SELECTED EXTRACT section start

Pharmakon Research (1985)b,c	Female rabbits (New Zealand); exposure from GD 6–18, sacrifice on GD 29	Oral gavage	0, 50, 250, 630, $\mathrm{1,000}\mathrm{mg}/\text{kg-d}$	Maternal body weight gain, uterine weight, number pregnant at sacrifice	Statistically significant decrease in maternal body weight during gestation (occurring at doses with high maternal mortality)	Low (maternal body weight, uterine weight). Rabbit maternal body weight gain is known to have high variability, and therefore this is not an ideal species to use for evaluating this end point. High (pregnant at sacrifice). This study was well-designed to evaluate this outcome. Evidence was presented clearly and transparently.	Suitable. Multidose study with quantitative data.
Shopp et al. (1984)	Male and female mice (CD-1); 14- or 90-d exposure	Oral gavage	14-d exposure: 0, 27, 53, $267\mathrm{mg}/\text{kg-d}$ 90-d exposure: 0, 5.3, 53, $133\mathrm{mg}/\text{kg-d}$	Testis weight	No effects observed	High. This study was well-designed to evaluate this outcome. Evidence was presented clearly and transparently.	Suitable. Multidose studies with quantitative data.
Plasterer et al. (1985)	Female mice (CD-1); exposure from GD 7–14, dams allowed to deliver	Oral gavage	0, $300\mathrm{mg}/\text{kg-d}$	Maternal body weight gain, reproductive index (survivors delivered/pregnant survivors)	Statistically significant decrease in maternal body weight gain during gestation	Medium (maternal body weight). Body weight gain was not able to be corrected for gravid uterine weight (due to the dams giving live birth), which affects the usability of the data because maternal toxicity cannot be distinguished from fetal toxicity. High (reproductive index). This study was well-designed to evaluate this outcome. Evidence was presented clearly and transparently.	Suitable. Multidose study with quantitative data.
Pharmakon Research (1986)b	Female rabbits (New Zealand); exposure from GD 6–18, sacrifice on GD 29	Oral gavage	0, 40, 200, $400\mathrm{mg}/\text{kg-d}$	Maternal body weight gain, premature delivery, number pregnant at sacrifice	No effects observed	Low (maternal body weight). Rabbit maternal body weight gain is known to have high variability, and therefore this is not an ideal species to use for evaluating this end point. High (premature delivery, pregnant at sacrifice). This study was well-designed to evaluate these outcomes. Evidence was presented clearly and transparently.	Suitable. Multidose study with quantitative data.
Animal studies (dermal)
Bushy Run (1986)	Male and female rats (Sprague-Dawley CD); 90-d exposure	Dermal	0, 100, 300, $\mathrm{1,000}\mathrm{mg}/\text{kg-d}$	Gonad weights; histopathology of testes, epididymis, seminal vesicles, prostate, vagina, ovaries, uterus, and mammary glands.	Statistically significant decrease in absolute and relative testes weight (no effects on testis weight observed in subgroup allowed to recover for 4 wk after exposure)	High. This study was well designed to evaluate these outcomes. Evidence was presented clearly and transparently.	Suitable. Multidose study with quantitative data.

Note: AMH, anti-Müllerian hormone; GD, gestational day; HAWC, U.S. EPA Health Assessment Workspace Collaborative; PAH, polycyclic aromatic hydrocarbons: .

^aMeeker et al. (2007) presents a reanalysis of data from Meeker et al. 2004a, 2004b, and 2006; not shown in this table.

^bCorpora lutea counts from gestational exposure studies would not have been affected by naphthalene exposure because all exposures began after animals were already pregnant. Corpora lutea counts from these studies may be useful as a metric of baseline fertility and are extracted in HAWC but are not discussed in this table.

^cPharmakon Research (1985) was a dose-range finding study with a 50% maternal mortality rate at $630\mathrm{mg}/\mathrm{kg}-\mathrm{d}$ and 100% mortality at $\mathrm{1,000}\mathrm{mg}/\mathrm{kg}-\mathrm{d}$.

SELECTED EXTRACT section end

# [WORK INSTRUCTION]
List every study that has its own row in the naphthalene study table, giving each one's author and year.

GIVEN INFORMATION section start

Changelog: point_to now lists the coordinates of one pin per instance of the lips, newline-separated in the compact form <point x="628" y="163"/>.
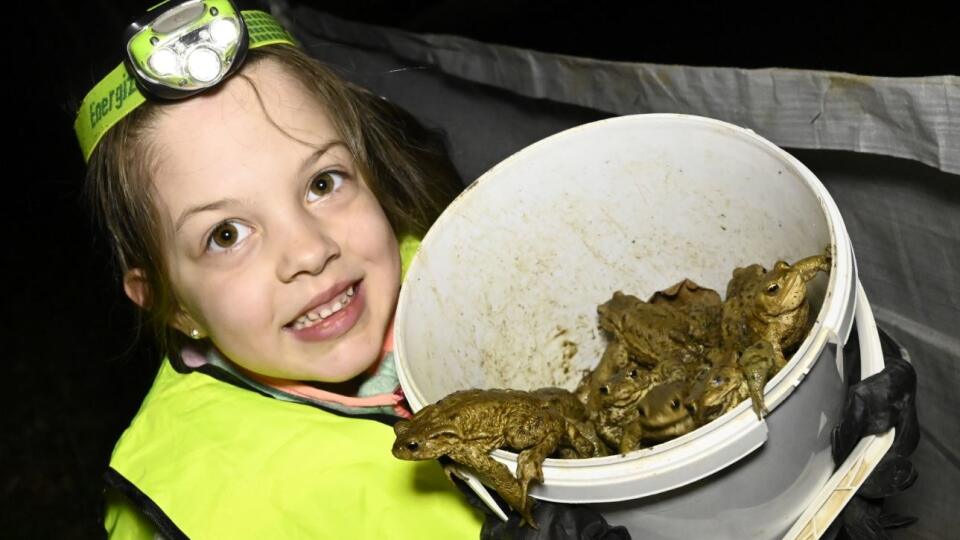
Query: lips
<point x="324" y="311"/>
<point x="324" y="305"/>
<point x="322" y="322"/>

GIVEN INFORMATION section end

# [RESPONSE AREA]
- Pharmakon Research (1985)
- Shopp et al. (1984)
- Plasterer et al. (1985)
- Pharmakon Research (1986)
- Bushy Run (1986)